◆ **Excerpted text**
---

On Tue, 6 Sep 2011, Andi Kleen wrote:

> On Tue, Sep 06, 2011 at 06:19:00PM +0200, Thomas Gleixner wrote:
> 
> > 
> > There is no full solution to that problem other than using sane
> > hardware.
> 
> Not convinced.
> 
> BTW can you at least merge the first patch for the notifiers. 
> This fixes the "fixed hardware" which is currently broken too.
> 
> >  raw_spin_lock(&tick_broadcast_lock);
> >  bc->next_event = KTIME_MAX;
> >  for_each_online_cpu() {
> > 	next_event = ...;
> >  }
> >  ....                                if (dev->next_event < bc->next_event) {
> >                                        raw_spin_lock(&tick_broadcast_lock);
> > 
> >  tick_broadcast_set_event(next_event, 0);
> >    bc->next_event = next_event;
> > 
> >  raw_spin_unlock(&tick_broadcast_lock);
> >                                        tick_broadcast_set_event(dev->next_event, 1);
> > 
> > So you unconditionally set the broadcast device to dev->next_event of
> > CPU1 even if the current pending event which was evaluated on CPU0 is
> > _BEFORE_ the CPU1 event. That can cause stalls and other hard to debug
> > horror. We've been there before.

---

◆ **Dataset rows**
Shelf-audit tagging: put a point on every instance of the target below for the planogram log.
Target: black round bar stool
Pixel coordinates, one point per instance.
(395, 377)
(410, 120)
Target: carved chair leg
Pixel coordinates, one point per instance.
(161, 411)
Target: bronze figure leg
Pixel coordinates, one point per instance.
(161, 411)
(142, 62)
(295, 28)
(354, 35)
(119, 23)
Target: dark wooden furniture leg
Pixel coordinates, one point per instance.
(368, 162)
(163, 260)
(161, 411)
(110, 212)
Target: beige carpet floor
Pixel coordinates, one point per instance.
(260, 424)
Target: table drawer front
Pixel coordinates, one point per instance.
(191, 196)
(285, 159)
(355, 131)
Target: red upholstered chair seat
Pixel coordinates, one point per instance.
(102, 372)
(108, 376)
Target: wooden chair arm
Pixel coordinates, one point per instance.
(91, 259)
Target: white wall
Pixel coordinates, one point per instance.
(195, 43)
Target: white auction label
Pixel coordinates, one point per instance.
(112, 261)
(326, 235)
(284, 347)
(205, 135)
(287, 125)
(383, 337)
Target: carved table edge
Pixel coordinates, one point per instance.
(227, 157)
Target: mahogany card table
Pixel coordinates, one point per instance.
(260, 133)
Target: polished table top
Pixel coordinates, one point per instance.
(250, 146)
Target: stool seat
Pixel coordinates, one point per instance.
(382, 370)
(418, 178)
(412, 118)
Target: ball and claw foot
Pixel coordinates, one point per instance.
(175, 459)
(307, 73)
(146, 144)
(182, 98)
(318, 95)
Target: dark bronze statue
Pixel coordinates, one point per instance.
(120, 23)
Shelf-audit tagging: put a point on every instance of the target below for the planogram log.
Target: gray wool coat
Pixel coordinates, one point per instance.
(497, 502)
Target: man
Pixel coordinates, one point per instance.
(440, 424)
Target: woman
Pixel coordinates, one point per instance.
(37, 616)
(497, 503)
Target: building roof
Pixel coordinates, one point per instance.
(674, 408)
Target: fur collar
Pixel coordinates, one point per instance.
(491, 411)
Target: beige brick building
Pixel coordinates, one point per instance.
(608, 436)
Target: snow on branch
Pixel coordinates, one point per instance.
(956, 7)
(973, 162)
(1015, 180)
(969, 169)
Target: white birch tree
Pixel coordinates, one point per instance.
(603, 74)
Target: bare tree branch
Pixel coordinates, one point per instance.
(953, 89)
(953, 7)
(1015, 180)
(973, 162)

---

◆ **Directions**
1/ In the tick broadcast email excerpt, what does Andi Kleen ask to have merged?
2/ Continue the tick broadcast email excerpt from the point where it stops.

◆ **Outputs by task**
1/ The first patch for the notifiers.

2/
> 
> I don't understand. It only sets it if the new event is earlier.
> So it can never be set back.

If you read the above you see that the broadcast handler sets the next
event to KTIME_MAX first. Then it looks for the next event and
programs it to that expiry time.

So when the check on the other CPU happens after CPU0 does
bc->next_event = KTIME_MAX and before CPU0 finished reprogramming,
then CPU1 sees KTIME_MAX and the comparison evaluates true. So CPU1
waits for the lock which is held by CPU0 and then sets the BC device
to CPU1 next event unconditionally, which might be _AFTER_ the already
pending event which was set by CPU0.
 
> You seem to say the opposite?

No, that's racy because you do not hold the lock when doing the
comparision.
 
> > 
> > Further the unprotected comparison on 32bit is completely bogus.
> 
> Ok.  Just need a ordered read like i_size_read().
> 
> > > -			if (dev->next_event.tv64 != KTIME_MAX)
> > > +
> > > +			/* Only take the lock if the event changes */
> > > +			if (dev->next_event.tv64 != KTIME_MAX) {
> > > +				raw_spin_lock_irqsave(&tick_broadcast_lock, flags);
> > 
> > Why would you take the global lock to program the cpu local device?
> > Just because it happened to be under that lock before?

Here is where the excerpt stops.